--- Source extract ---

Python Distribution and your "theano" environment

We start by installing Python. I recognize you have some options here, but for Machine Learning, Anaconda Python ought to be your top choice. It is an enterprise-ready Python distribution, with packages for Big Data processing, predictive analytics, and scientific computing. Download it from https://www.continuum.io/anaconda. Realize that it is a big distribution, close to a third of a Gig. There is an option to download a barebones version called miniconda, but if you don't have enough hard disk space on your computer, better invest in a new hard drive or a USB3 external, because Machine Learning entails Big Data.

Test drive anaconda by running steps outlined in http://conda.pydata.org/docs/test-drive.html

You now have two options for installing python packages. Your first option should always be:

conda install <packagename>

When that fails, because anaconda does not recognize the package, use:

pip install <packagename>

We will see lots of mixes of conda and pip installs in these instructions, get ready for this.

Next step is to create a Python environment custom-tailored for Theano ML. That way, if you need to do any other kind of Python work on your machine and need to change the configuration, you can switch to another environment in order to leave your environment dedicated to ML with Theano in a pristine condition. Open up a command console with Administrative rights, and type:

conda create --name theano python=3.4

This will create your theano envionment, based on python 3.4 (not the latest, 3.5), because that is the version of python that Theano requires. Now, activate your theano environment like so:

activate theano

Now your command console prompt should be preceded by "(theano) ". Make sure all your subsequent installs are done on a command console within the theano environment. Learn how to list avaiable environment, and switch from one to another. That's all well explained in the anaconda test-drive page. All prerequisite packages, the Theano package, and the Keras package, will be installed on the "theano" environment in the next sections.

 

An Introduction to CUDA and Nvidia GPUs

A Graphics Processing Unit, or GPU, is a specialized chip designed to accelerate image creation in a frame buffer which is then projeccted onto your display. Its highly parallel structure makes it very efficient for any algorithm where data is processed in parallel and in large blocks. From 10 up to 5 years ago, most Big Data processing was done with distributed disk-based frameworks like Hadoop. Now, much of that and especially regression analysis, is performed with a GPU. As i said, Asus, MSI, and AlienWare make some of the best GPU-equipped laptops, but you can also buy desktops with GPUs, even though it is generally much cheaper (and fun) to build them yourself. Type dxdiag in your Cortana box, to find out if your computer has a GPU. This is what i get when i do this on mine:

 

As you can see, my laptop is equipped with Nvidia's GeForce GTX 1070 GPU. In the last few years, I have been quite satisfied with Asus laptops, and the Republic Of Gamers (ROG) Series from Asus has gotten good reviews.

So I set out to buy an Asus laptop at the sweet spot of GPU performance and portability (i.e. weight). The Asus ROG GL502VS fit the bill, and I can vouch for it so far.

---

# [Task directions]
Extend the Theano setup guide above, picking up right after its final sentence.

--- Supplied data ---

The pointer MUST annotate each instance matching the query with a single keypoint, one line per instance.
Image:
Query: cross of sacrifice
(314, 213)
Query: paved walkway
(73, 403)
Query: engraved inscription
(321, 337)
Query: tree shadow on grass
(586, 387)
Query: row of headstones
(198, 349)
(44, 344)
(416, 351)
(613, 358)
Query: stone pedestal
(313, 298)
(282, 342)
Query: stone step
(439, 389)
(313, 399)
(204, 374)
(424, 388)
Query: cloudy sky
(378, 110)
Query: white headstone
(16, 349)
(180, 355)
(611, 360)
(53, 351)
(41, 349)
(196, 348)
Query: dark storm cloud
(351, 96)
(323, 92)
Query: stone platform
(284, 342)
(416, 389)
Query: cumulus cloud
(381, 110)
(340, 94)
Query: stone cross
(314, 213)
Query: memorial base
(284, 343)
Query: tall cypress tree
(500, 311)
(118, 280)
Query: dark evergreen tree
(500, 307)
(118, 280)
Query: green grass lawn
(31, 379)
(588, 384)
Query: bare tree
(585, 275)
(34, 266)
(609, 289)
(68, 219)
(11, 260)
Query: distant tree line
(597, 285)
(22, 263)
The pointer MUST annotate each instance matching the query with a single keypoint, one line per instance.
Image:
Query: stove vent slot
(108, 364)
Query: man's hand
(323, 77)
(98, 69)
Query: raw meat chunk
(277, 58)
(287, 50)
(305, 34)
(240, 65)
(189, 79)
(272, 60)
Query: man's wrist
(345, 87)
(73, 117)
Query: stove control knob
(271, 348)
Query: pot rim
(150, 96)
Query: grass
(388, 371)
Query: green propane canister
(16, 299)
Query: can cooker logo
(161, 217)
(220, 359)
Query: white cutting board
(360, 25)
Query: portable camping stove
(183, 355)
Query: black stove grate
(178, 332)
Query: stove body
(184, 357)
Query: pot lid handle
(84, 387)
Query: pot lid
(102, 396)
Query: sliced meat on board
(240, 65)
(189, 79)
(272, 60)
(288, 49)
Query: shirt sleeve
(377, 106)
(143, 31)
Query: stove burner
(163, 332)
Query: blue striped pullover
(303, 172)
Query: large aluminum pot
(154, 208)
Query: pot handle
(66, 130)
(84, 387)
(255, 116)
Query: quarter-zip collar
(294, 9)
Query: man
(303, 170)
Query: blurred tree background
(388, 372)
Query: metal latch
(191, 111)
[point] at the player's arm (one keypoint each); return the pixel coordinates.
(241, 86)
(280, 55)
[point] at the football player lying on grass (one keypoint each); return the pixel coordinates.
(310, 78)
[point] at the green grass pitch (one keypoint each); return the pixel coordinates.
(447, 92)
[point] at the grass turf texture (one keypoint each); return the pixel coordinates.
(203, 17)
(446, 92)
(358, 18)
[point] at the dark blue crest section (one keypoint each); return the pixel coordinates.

---

# [Output below]
Nvidia's Compute Unified Device Architecture (CUDA) was the first parallel computing platform and API model for GPUs, allowing software developers to use a GPU for general purpose processing. CUDA can be accessed directly as an API fpr Nvidia GPUs, but also supports programming frameworks like OpenACC (http://www.openacc.org), a set of compiler directives to specify loops and regions of code in standard C/C++ to be offloaded from a host CPU to an attached GPU, and OpenCL (https://www.khronos.org/opencl/), a framework for writing programs that execute across heterogeneous platforms like CPUs, GPUs, and FPGAs. As you can surmise, C/C++ is the main language for GPU programming, but there is also PyCUDA, a set of Python bindings that allow you to access the CUDA API straight from Python, and PyOpenCL, which is essentially PyCUDA for OpenCL. We don't have to worry about all of that, though, because we are going to leverage Theano in Python to do all our machine learning, delegating resposnbility to Theano for CUDA API integration.

Other GPU manufacturers, like Intel and AMD, have their own SDKs. Nvidia however was the first to produce a chip capable of programmable shading (the GeForce 3), and it was used in the Xbox console and competed equitably with a custom vector DSP on Playstation 2. By 2002, Nvidia's ATI Radeon 9700 (a.k.a. R300) was the first Direct3D (9.0) accelerator. The CUDA SDK, specifically targetting NVidia GPUs was introduced in 2007, and OpenCL based on CUDA followed suit with a general-purpose API designed to work across CPUs, GPUs, and DSPs. Nvidia's Kepler line of GPUs was followed by the Maxwell Line, and then by the Pascal line, the current generation of graphics cards, released this year. The GEForce 10 series of cards, a very popular line, are under this generation of graphics cards. It is widely recognized that the Nivdia 1080 with 7 billion transistors, 8GB of GDDR5X memory and 2560 CUDA cores (a performance score of sorts), although not the most powerful, is the best graphics card ever built from a price/performance standpoint. My Asus laptop has an Nvidia 1070 graphics card, with 8GB of GDDR5X as well, but reduced to 1920 CUDA cores by shedding one of the four Graphics Processing Clusters (GPCs) on the 1080. This is a comparison of the two GPUs, under their shrouds:

 

As you can see, pretty similar! There is some difference in their cooling circuitry, as the GTX 1080 is more next-generation, with a vapor chamber for cooling, while the GTX 1070 uses an aluminum heat sink with embedded copper heat pipes. In my opinion the GTX1070 is a great compromise for mobile General Purpose GPU computing. I think of it as my Porsche 911 (if i had one, of course) of computing: I can still drive it everywhere (i.e. lug it in my backpack) even though it is not as much of a thoroughbred as, say, a Porsche 911 GT3, which would require me to rent time on a racetrack (i.e. the machine would be too heavy to lug around in a backpack and would be confined to my de-facto laboratory). Prices are coming down. Right now, the top of the line in performance, the Nvidia Titan X hovers at $1,200, the GTX 1080 at $700, and the GTX 1070 at $500. These prices will come down in 2017, and luggable 1080-equipped laptops are due to appear in 2017. That would be a great time to buy.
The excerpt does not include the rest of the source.